→ TEXTE SOURCE
┌────────
A la citoyenne Morand Jouffrey dans le domaine de Machy commune
de chasselai par la petite poste, à Lyon.
Paris, le 14 fructidor l'an 4.
14 ii 035 3 037
Papier à lettre à en-tête, Égalité Liberté, Commission des travaux publics.
Sur l'enveloppe, ie sur le dos de la feuille, un tampon « Mtre de
l'intérieur. ».
Hier m'est parvenue, ma bien
bonne amie
, ta lettre du 8 de ce mois, elle m'a fait plus de plaisir que les
autres parce qu'elle était plus longue, je craignais bien cependant d'être privé du
plaisir de te répondre, depuis hier matin je travaille continuellement à mettre au net
quelque chose que j'ai déjà refait plusieurs fois à cause des changements qui sont
devenus nécessaires. Je viens d'en porter quelques feuilles à un copiste pour les
transcrire et vais rentrer chez moi pour continuer mon travail ; cependant comme je suis
à une lieue de la poste, j'ai prié M. Fontaine de me permettre d'écrire un mot chez lui
et c'est d'où me vient cette feuille de papier à belle image.
La commission est composée de Rambaud
, Richaud
et Nugues
; le second est dit-on celui qui était à Lyon avec
Letellier, cependant je n'en ai pas encore la certitude parce que je n'ai pas pu le
rejoindre, quant au représentant Nugues
, il est de
Vienne en Dauphiné, connaît bien ma famille et mon affaire, m'a témoigné le plus grand
intérêt et il paraît que je dois de la reconnaissance à M.
Pastoret
pour la composition de la commission. Je n'ai rien à faire maintenant
que d' et de voir tous ceux qui peuvent m'être de quelque utilité et de
préparer le rapport et la décision de l'affaire.
└────────
[Annotations par points des photos]
┌────────
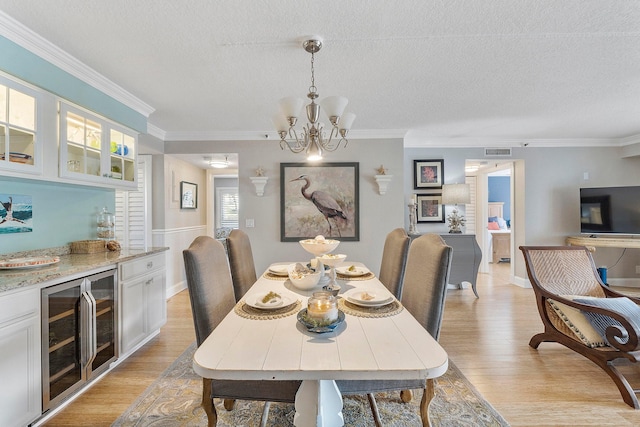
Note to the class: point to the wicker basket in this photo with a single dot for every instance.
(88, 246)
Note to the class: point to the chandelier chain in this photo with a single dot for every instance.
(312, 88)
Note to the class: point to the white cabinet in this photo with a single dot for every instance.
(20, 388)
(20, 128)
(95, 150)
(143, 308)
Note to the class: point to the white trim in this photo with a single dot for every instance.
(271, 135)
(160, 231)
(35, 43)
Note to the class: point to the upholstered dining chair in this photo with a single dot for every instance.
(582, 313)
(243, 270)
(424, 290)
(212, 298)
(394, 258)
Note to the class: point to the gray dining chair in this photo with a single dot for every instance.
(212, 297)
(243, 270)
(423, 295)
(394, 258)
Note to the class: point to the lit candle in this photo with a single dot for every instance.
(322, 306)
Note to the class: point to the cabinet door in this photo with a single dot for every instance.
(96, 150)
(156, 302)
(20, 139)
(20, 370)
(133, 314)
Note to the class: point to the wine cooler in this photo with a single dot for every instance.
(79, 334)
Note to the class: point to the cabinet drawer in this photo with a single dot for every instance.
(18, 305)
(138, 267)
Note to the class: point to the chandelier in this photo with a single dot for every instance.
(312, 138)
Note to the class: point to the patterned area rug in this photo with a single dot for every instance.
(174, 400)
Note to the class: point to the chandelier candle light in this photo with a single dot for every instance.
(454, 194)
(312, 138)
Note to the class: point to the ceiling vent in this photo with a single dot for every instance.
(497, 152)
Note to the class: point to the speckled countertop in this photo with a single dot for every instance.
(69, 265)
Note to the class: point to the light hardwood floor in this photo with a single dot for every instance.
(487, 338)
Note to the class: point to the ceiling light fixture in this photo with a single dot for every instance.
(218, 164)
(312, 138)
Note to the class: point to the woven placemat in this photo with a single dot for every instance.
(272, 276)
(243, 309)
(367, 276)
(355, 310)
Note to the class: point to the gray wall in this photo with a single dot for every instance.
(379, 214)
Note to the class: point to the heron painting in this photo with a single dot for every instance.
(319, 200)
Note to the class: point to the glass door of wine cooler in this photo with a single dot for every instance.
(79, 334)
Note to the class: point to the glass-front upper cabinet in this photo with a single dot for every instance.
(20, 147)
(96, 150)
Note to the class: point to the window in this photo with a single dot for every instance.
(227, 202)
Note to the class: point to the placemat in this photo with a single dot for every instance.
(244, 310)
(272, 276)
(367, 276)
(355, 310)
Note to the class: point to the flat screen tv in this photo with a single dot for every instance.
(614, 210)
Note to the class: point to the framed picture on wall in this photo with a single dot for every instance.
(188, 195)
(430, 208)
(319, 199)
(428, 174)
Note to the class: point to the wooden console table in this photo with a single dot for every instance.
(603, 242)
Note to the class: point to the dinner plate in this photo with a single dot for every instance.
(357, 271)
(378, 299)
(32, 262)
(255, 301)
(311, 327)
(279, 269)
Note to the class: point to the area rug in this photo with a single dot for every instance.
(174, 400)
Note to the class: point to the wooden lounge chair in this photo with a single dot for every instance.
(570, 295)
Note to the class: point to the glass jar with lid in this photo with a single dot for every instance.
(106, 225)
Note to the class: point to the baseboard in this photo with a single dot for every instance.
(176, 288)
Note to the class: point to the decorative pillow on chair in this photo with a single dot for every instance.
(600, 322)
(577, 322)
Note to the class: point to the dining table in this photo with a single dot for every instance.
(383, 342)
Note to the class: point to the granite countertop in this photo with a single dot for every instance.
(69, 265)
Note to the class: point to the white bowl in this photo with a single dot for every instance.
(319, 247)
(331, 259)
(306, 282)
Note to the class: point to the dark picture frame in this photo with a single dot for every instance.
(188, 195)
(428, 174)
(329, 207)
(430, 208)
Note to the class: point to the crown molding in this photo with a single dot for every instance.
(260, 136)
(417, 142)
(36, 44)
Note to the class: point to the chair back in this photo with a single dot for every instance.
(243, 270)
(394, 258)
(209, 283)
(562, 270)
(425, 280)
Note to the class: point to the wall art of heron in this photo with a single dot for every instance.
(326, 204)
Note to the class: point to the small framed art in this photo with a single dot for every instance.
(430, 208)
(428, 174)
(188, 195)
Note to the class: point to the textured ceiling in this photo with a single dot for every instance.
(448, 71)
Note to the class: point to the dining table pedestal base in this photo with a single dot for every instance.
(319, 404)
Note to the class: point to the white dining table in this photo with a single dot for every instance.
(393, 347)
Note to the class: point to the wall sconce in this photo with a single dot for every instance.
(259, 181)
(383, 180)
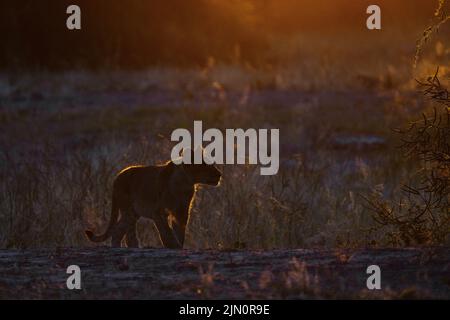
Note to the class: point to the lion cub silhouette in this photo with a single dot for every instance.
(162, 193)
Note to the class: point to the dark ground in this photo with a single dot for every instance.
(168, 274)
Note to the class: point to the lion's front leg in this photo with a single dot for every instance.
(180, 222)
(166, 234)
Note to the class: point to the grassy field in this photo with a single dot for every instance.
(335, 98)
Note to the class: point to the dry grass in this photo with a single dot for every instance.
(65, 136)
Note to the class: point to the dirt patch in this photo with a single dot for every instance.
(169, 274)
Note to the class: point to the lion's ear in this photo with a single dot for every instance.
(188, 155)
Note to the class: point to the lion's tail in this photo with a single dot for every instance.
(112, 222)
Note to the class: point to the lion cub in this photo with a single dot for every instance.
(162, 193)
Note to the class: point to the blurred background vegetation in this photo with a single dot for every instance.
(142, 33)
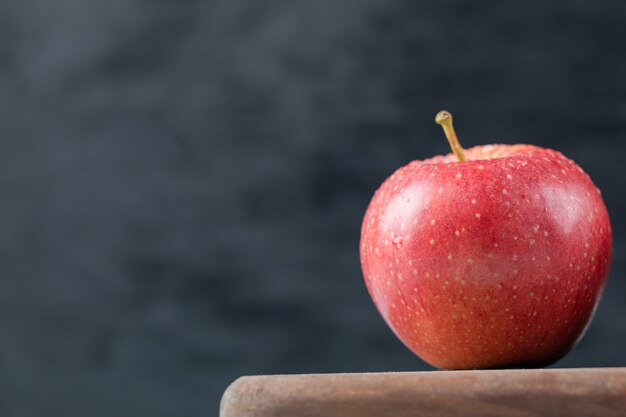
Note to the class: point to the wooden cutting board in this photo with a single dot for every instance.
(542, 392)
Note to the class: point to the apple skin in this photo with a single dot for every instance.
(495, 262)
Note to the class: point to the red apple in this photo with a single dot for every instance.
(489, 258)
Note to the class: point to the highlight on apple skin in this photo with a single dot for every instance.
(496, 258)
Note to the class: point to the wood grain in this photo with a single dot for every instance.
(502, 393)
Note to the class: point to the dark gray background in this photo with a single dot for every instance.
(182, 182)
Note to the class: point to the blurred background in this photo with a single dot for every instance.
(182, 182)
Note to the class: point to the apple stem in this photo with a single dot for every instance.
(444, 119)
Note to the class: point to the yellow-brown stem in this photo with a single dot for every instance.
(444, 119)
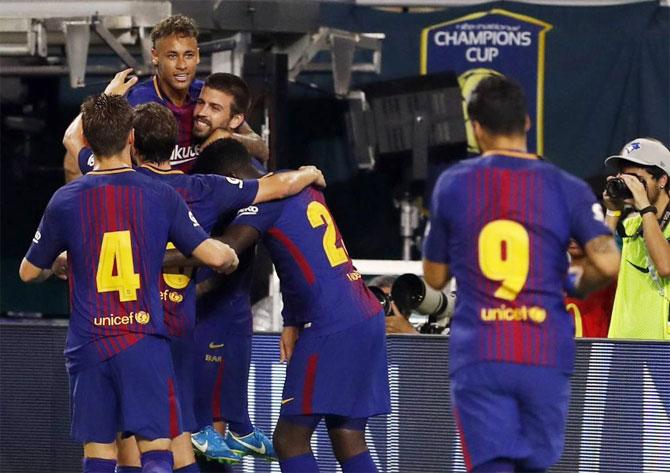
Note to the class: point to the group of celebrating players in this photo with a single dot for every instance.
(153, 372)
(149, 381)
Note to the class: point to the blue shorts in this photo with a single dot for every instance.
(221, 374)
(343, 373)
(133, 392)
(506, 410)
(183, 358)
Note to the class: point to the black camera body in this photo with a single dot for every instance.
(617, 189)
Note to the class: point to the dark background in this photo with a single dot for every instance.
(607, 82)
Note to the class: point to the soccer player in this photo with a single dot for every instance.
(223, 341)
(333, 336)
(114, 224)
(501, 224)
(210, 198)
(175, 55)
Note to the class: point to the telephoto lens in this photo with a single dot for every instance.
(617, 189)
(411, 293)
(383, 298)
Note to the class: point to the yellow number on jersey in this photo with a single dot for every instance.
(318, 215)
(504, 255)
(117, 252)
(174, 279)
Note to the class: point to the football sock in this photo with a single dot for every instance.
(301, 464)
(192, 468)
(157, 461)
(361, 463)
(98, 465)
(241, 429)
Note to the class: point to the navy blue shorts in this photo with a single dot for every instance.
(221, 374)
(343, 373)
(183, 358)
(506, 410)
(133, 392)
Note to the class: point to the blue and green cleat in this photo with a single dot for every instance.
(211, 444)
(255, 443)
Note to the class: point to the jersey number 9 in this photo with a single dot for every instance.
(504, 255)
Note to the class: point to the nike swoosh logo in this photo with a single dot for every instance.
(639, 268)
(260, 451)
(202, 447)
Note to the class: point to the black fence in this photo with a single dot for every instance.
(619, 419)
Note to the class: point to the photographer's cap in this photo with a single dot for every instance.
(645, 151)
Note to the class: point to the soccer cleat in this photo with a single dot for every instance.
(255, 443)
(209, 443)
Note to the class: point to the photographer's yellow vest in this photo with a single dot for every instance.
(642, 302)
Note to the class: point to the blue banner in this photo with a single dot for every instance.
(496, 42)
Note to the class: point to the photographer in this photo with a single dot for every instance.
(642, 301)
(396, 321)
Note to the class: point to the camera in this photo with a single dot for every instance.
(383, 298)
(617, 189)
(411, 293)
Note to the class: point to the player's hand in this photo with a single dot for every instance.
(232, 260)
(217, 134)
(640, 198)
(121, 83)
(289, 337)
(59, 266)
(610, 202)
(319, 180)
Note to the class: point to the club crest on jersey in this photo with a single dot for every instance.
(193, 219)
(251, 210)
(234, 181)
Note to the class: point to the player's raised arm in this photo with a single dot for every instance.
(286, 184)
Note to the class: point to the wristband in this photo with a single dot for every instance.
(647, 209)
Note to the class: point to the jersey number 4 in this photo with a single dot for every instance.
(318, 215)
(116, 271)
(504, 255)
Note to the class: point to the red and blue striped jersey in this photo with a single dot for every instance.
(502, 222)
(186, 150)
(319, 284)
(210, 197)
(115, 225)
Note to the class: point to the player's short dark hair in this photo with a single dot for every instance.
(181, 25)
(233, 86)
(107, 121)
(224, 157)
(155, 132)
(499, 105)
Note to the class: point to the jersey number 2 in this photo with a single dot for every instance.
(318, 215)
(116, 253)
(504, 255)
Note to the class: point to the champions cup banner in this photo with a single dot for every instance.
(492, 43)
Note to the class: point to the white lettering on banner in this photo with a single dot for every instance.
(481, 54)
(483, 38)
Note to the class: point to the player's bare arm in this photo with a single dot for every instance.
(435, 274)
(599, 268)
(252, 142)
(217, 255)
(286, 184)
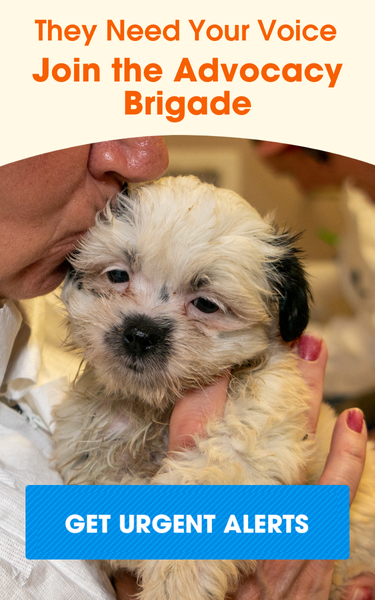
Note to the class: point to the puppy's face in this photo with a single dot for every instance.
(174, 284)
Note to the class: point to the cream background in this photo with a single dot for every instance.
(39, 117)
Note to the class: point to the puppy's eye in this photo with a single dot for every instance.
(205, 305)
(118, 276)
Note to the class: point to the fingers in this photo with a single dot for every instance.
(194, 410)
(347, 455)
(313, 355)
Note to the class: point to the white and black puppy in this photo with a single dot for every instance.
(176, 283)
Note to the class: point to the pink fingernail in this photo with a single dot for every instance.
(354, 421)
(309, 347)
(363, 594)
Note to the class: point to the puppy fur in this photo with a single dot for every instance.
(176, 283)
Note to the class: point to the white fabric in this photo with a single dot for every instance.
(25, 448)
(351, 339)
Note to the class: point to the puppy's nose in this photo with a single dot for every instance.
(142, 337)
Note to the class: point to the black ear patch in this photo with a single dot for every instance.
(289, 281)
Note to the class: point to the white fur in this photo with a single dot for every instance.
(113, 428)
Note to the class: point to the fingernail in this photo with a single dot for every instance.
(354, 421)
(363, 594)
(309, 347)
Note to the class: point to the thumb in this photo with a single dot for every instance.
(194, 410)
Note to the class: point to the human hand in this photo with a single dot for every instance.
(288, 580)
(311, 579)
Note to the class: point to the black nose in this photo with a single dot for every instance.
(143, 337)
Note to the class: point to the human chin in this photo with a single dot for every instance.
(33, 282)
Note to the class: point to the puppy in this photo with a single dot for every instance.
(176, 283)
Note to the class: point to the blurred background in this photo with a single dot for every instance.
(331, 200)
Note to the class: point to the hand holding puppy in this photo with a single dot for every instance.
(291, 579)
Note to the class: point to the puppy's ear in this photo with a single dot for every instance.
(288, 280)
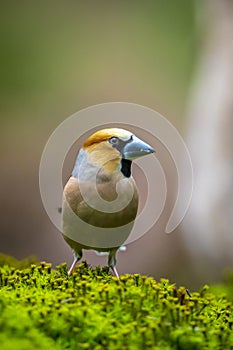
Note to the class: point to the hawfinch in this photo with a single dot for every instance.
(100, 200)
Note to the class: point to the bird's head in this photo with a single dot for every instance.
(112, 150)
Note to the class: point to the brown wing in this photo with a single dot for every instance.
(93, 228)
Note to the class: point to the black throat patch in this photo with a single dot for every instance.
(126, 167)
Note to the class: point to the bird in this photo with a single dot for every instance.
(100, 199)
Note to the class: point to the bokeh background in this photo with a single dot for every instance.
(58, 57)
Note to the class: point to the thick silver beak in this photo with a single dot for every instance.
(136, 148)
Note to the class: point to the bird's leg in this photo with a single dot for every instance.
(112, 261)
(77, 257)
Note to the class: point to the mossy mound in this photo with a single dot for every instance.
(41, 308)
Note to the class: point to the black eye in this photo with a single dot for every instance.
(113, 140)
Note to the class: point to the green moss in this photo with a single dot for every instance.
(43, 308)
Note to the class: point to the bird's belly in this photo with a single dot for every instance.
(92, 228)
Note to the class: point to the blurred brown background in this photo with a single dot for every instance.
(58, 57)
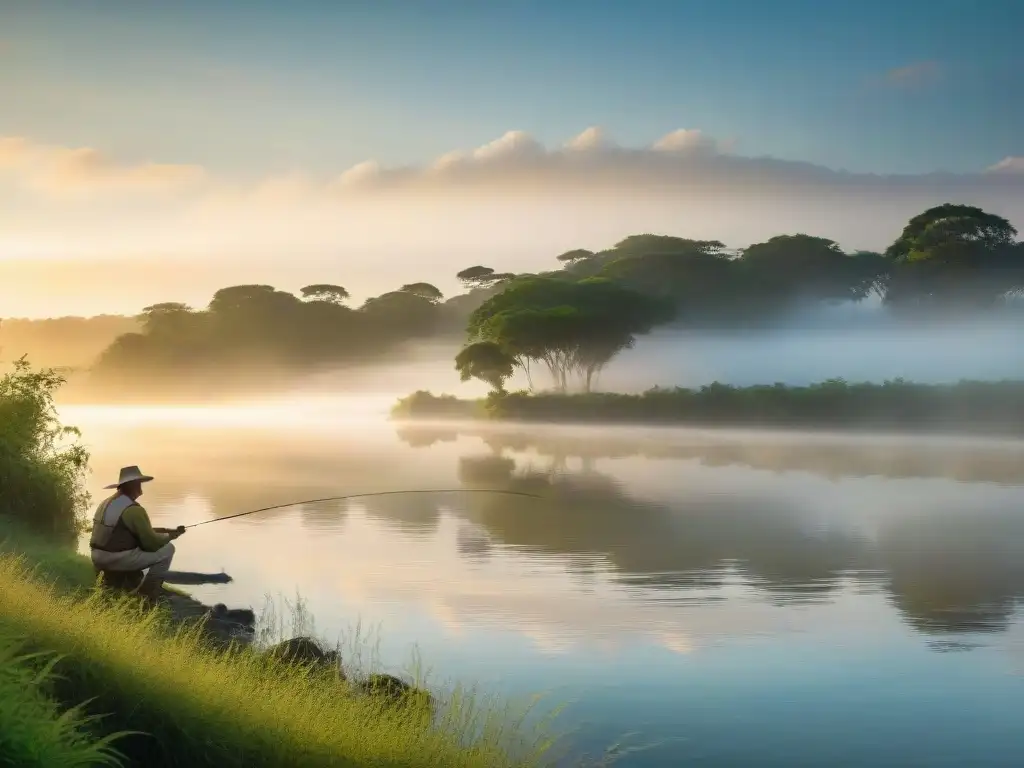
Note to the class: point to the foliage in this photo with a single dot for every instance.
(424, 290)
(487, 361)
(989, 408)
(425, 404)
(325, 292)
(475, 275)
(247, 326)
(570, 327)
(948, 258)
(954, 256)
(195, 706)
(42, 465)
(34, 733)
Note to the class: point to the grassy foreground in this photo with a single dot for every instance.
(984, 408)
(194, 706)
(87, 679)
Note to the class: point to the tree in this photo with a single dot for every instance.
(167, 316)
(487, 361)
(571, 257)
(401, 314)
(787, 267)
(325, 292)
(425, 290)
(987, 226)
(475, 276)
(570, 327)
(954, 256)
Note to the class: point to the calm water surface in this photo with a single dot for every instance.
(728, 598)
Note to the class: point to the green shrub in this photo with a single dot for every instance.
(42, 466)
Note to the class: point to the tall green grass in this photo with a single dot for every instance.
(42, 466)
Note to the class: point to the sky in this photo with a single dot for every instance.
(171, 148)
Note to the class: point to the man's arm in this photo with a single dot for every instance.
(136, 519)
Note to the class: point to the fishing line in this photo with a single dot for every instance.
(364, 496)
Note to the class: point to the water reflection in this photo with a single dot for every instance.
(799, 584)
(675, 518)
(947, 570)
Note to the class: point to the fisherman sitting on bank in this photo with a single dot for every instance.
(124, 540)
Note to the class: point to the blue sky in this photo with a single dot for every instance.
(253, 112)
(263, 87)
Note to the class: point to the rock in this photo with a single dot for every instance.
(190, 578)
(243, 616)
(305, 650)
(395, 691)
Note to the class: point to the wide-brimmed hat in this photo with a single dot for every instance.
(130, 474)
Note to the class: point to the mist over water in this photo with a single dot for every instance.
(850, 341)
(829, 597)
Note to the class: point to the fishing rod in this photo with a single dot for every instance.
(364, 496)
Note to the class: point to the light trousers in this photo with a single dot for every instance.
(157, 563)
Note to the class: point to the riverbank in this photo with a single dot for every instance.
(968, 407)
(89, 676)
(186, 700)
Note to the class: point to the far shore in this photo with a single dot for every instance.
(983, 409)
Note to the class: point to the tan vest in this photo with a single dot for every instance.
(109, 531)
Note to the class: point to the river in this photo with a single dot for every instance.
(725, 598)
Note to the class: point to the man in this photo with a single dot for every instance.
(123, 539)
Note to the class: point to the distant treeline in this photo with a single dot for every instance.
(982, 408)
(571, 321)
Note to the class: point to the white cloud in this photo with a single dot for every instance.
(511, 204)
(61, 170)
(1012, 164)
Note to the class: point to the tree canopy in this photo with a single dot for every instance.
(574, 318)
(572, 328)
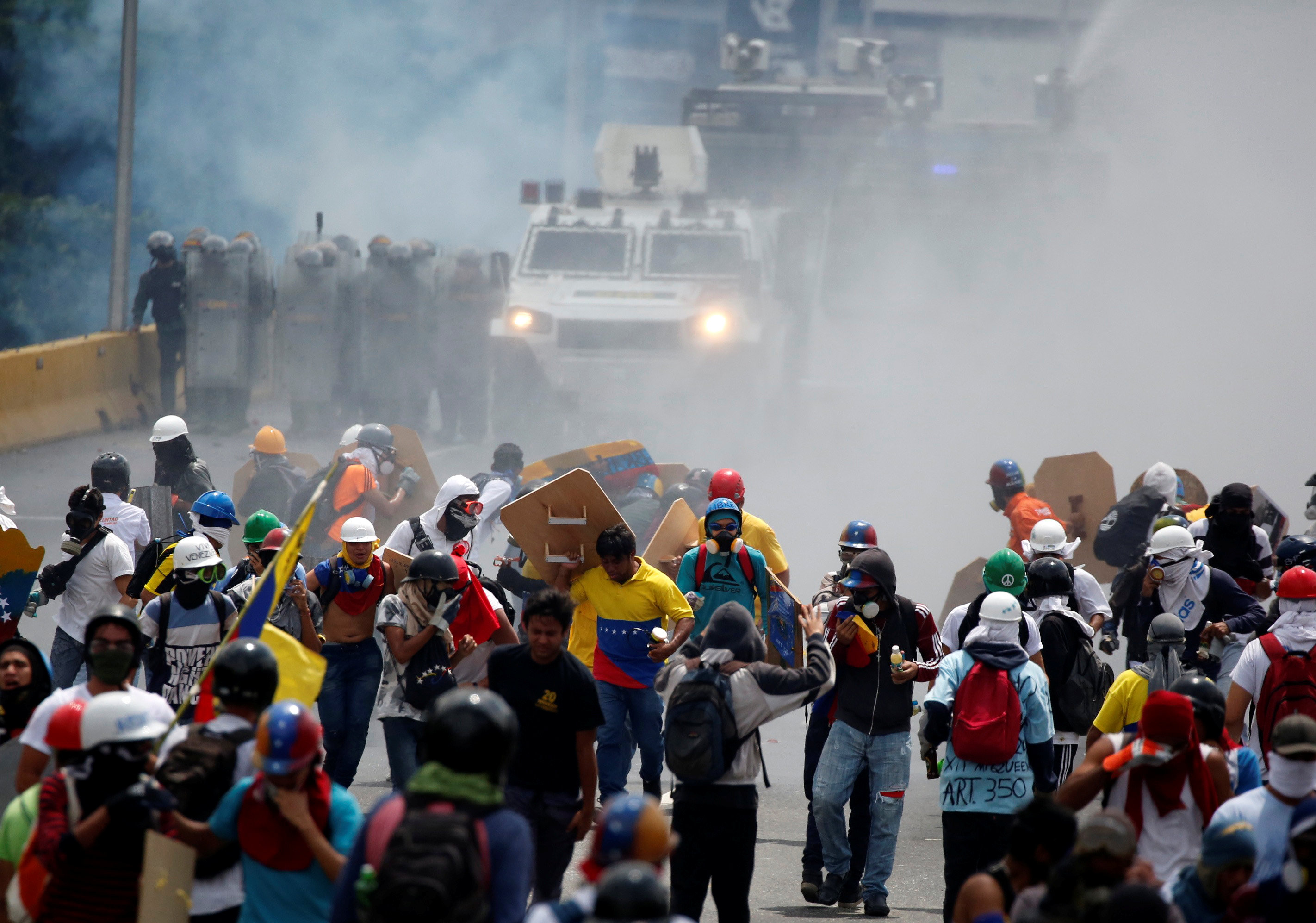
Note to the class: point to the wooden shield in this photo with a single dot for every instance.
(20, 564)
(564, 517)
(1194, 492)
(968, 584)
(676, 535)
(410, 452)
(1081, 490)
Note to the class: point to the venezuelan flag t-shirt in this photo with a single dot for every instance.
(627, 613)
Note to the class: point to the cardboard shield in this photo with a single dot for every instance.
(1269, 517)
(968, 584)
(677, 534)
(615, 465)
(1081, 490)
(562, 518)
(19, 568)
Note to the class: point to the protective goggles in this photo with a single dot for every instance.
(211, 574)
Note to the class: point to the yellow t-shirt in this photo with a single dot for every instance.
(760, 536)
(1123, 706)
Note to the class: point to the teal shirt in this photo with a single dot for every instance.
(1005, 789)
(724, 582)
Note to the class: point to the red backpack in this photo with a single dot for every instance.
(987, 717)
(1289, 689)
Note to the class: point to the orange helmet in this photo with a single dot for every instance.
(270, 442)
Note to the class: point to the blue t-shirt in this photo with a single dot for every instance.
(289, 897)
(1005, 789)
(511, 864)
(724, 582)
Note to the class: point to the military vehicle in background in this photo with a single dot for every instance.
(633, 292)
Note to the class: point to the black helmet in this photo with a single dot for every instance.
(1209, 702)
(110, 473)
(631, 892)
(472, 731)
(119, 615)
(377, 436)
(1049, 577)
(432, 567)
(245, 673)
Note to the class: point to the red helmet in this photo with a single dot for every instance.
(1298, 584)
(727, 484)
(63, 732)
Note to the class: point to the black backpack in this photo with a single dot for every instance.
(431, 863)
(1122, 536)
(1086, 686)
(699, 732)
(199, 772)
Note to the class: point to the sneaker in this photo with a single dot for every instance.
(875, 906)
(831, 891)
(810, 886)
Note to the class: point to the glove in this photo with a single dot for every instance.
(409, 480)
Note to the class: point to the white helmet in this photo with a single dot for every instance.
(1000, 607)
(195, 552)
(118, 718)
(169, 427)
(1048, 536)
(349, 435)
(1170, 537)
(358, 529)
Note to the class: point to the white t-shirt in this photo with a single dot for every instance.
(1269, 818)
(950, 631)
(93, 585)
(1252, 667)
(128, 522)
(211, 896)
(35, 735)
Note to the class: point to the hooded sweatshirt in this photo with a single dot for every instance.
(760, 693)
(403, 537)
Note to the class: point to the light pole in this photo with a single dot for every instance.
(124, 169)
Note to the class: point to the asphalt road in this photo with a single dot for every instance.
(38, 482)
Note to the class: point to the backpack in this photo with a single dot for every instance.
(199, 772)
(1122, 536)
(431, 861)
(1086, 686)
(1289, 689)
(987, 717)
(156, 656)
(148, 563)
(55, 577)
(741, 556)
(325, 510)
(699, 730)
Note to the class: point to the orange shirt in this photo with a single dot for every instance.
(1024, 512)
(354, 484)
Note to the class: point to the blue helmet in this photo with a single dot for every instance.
└────────
→ TÂCHES À RÉALISER
(A) Recopiez à l'identique le passage de la lettre qui débute aux mots « La commission est » et s'achève après « décision de l'affaire. ».
(B) D'après la lettre, quels sont les membres qui composent la commission ?
(C) Selon la lettre, de quelle ville le représentant Nugues est-il originaire ?

→ RÉSULTATS ATTENDUS
(A)
La commission est composée de Rambaud
, Richaud
et Nugues
; le second est dit-on celui qui était à Lyon avec
Letellier, cependant je n'en ai pas encore la certitude parce que je n'ai pas pu le
rejoindre, quant au représentant Nugues
, il est de
Vienne en Dauphiné, connaît bien ma famille et mon affaire, m'a témoigné le plus grand
intérêt et il paraît que je dois de la reconnaissance à M.
Pastoret
pour la composition de la commission. Je n'ai rien à faire maintenant
que d' et de voir tous ceux qui peuvent m'être de quelque utilité et de
préparer le rapport et la décision de l'affaire.

(B) Rambaud, Richaud et Nugues.

(C) De Vienne en Dauphiné.